*** MATERIAL FOR THIS EXERCISE ***

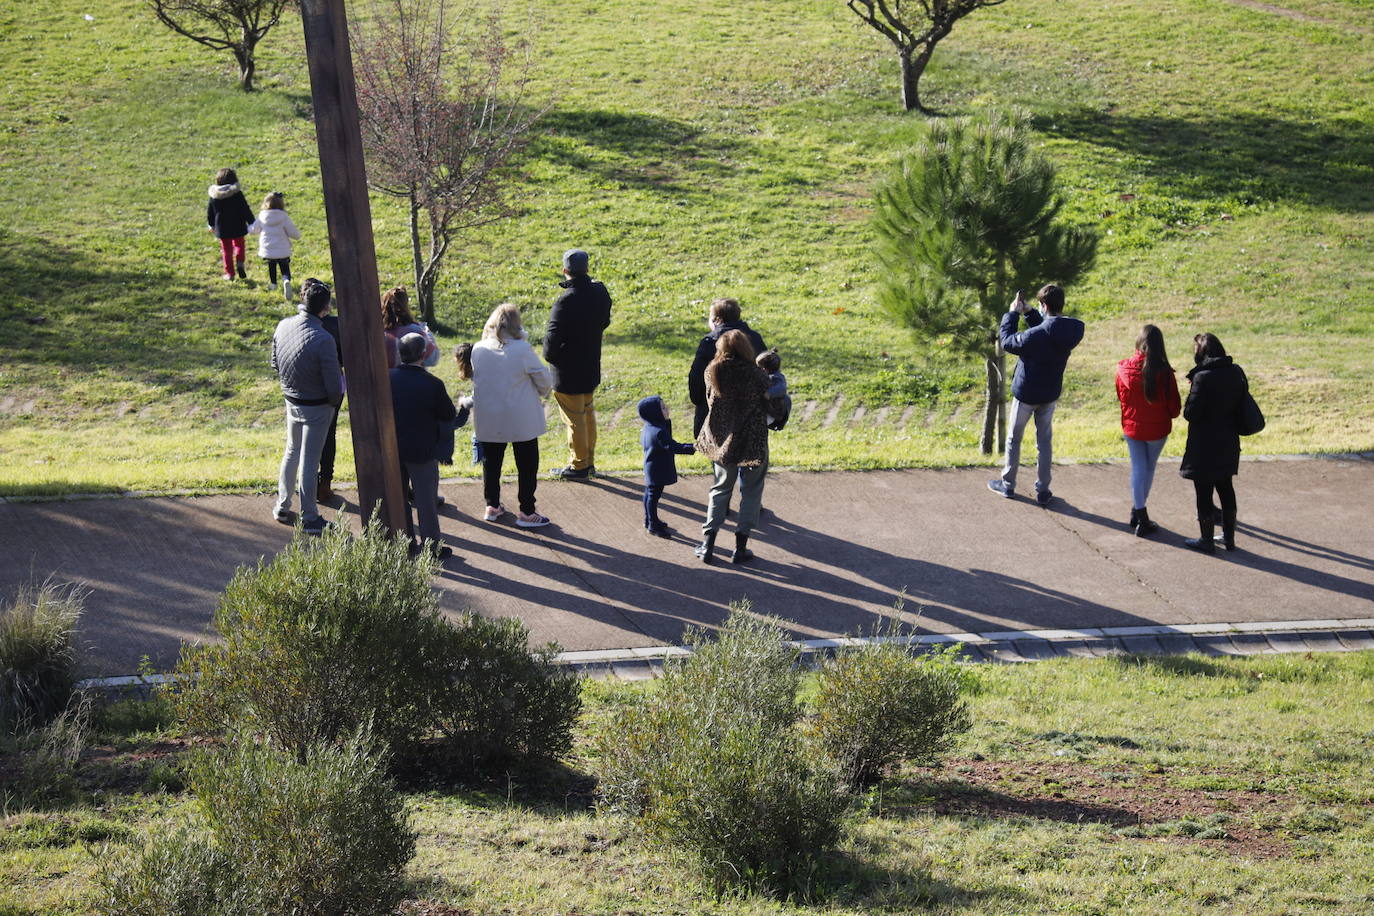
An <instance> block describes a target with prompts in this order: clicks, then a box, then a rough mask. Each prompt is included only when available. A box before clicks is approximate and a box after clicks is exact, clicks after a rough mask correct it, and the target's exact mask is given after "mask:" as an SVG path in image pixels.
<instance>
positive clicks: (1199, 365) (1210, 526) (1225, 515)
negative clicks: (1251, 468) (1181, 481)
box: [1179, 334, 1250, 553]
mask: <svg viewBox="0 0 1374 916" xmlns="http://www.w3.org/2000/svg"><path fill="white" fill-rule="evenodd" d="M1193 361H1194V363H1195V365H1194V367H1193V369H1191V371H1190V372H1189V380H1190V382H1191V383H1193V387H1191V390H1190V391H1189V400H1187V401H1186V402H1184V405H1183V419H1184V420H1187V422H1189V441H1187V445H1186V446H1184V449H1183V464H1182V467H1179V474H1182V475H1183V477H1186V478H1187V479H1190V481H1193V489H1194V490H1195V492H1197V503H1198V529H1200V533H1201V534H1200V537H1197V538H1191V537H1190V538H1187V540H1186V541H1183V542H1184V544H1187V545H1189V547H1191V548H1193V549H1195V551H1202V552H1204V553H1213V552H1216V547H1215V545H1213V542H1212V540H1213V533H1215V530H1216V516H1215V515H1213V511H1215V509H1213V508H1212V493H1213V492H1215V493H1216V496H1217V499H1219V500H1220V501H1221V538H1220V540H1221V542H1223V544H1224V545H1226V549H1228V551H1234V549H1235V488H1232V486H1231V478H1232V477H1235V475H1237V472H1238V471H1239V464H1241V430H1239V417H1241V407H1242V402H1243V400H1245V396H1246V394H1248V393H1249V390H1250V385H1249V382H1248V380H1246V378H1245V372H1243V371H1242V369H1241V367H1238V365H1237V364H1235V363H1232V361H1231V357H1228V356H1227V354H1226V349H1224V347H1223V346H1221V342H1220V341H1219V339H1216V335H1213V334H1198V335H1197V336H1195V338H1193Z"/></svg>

*** End of MATERIAL FOR THIS EXERCISE ***

### TASK PROMPT:
All of the records should be set down exactly, minus the pictures they hold.

### ANSWER FOR THE TASK:
An <instance> block describes a target with prompts in this order: clicks, then a box, then a rough mask. Each prompt is included only when available. A box before clicks is approximate and a box after clicks is exact, clicks after a rough mask correct it, and the target's exact mask is given after "mask:" as an SVG path in image pixels.
<instance>
positive clicks: (1199, 365) (1210, 526) (1225, 515)
negative clicks: (1251, 468) (1181, 481)
box: [1179, 334, 1250, 553]
mask: <svg viewBox="0 0 1374 916" xmlns="http://www.w3.org/2000/svg"><path fill="white" fill-rule="evenodd" d="M1193 361H1194V363H1195V365H1194V367H1193V369H1191V371H1190V372H1189V380H1190V382H1191V383H1193V387H1191V390H1190V391H1189V400H1187V401H1186V402H1184V405H1183V419H1184V420H1187V422H1189V441H1187V445H1186V446H1184V449H1183V464H1182V467H1179V474H1182V475H1183V477H1186V478H1187V479H1190V481H1193V489H1194V490H1195V492H1197V503H1198V529H1200V533H1201V534H1200V537H1197V538H1191V537H1190V538H1187V540H1186V541H1183V542H1184V544H1187V545H1189V547H1191V548H1193V549H1195V551H1202V552H1204V553H1213V552H1216V547H1215V545H1213V542H1212V540H1213V533H1215V530H1216V516H1215V515H1213V511H1215V509H1213V508H1212V493H1213V492H1215V493H1216V496H1217V499H1219V500H1220V501H1221V538H1220V540H1221V542H1223V544H1224V545H1226V549H1228V551H1234V549H1235V488H1232V486H1231V478H1232V477H1235V475H1237V472H1238V471H1239V464H1241V430H1239V417H1241V407H1242V402H1243V400H1245V396H1246V394H1248V393H1249V390H1250V385H1249V382H1248V380H1246V378H1245V372H1243V371H1242V369H1241V367H1238V365H1237V364H1235V363H1232V361H1231V357H1228V356H1227V354H1226V349H1224V347H1223V346H1221V342H1220V341H1219V339H1216V335H1213V334H1198V335H1197V336H1195V338H1193Z"/></svg>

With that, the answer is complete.